======== Document segment

Beyond the mean, we investigated non-parametric submanifold learning techniques generalizing properly the principal flows to more than one dimension. The main obstruction is that the tangent space estimated with local PCA does not generates a submanifold but rather a non-integrable field of subspaces (a geometric distribution) that we call the Principal Bundle [32,37]. Despite the absence of a submanifold, we can still compute distances between the points of the underlying point-cloud that respect this geometry using the proper notion of sub-Riemannian geodesics. This method working in any manifold and any dimension / co-dimension achieves impressive results on very noisy point clouds on a 2D surface in 3D. This is a very promising technique for geometric processing in computer graphics and for data analysis in high dimensional spaces. We also developed a new theory of affine maps in manifolds which pave the way for the generalization of algorithms like Locally Linear Embedding (LLE) to Riemannian manifolds [31,49]. Finally, we revisited standard dimension reduction techniques such as probabilistic PCA with flag spaces: we showed that the resulting Principal Subspace Analysis provides a principled family of models which is much simpler and more interpretable than usual PCA modes, while remaining as efficient as other the state-of-the-art methods [51].

================
======== Given information

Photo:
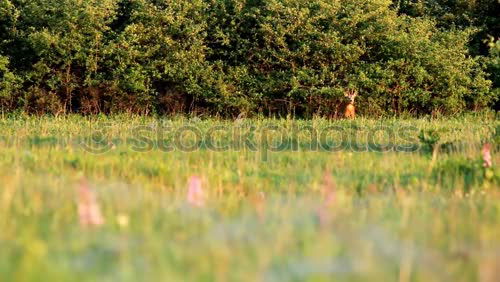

================

§ Written request 1:
Put this sentence from the submanifold learning passage into Spanish: "This is a very promising technique for geometric processing in computer graphics and for data analysis in high dimensional spaces."
§ Written request 2:
List every reference number that appears in square brackets in the submanifold learning passage.
Work from the passage on submanifold learning alone.

§ Response 1:
Esta es una técnica muy prometedora para el procesamiento geométrico en gráficos por computadora y para el análisis de datos en espacios de alta dimensión.

§ Response 2:
32, 37, 31, 49, 51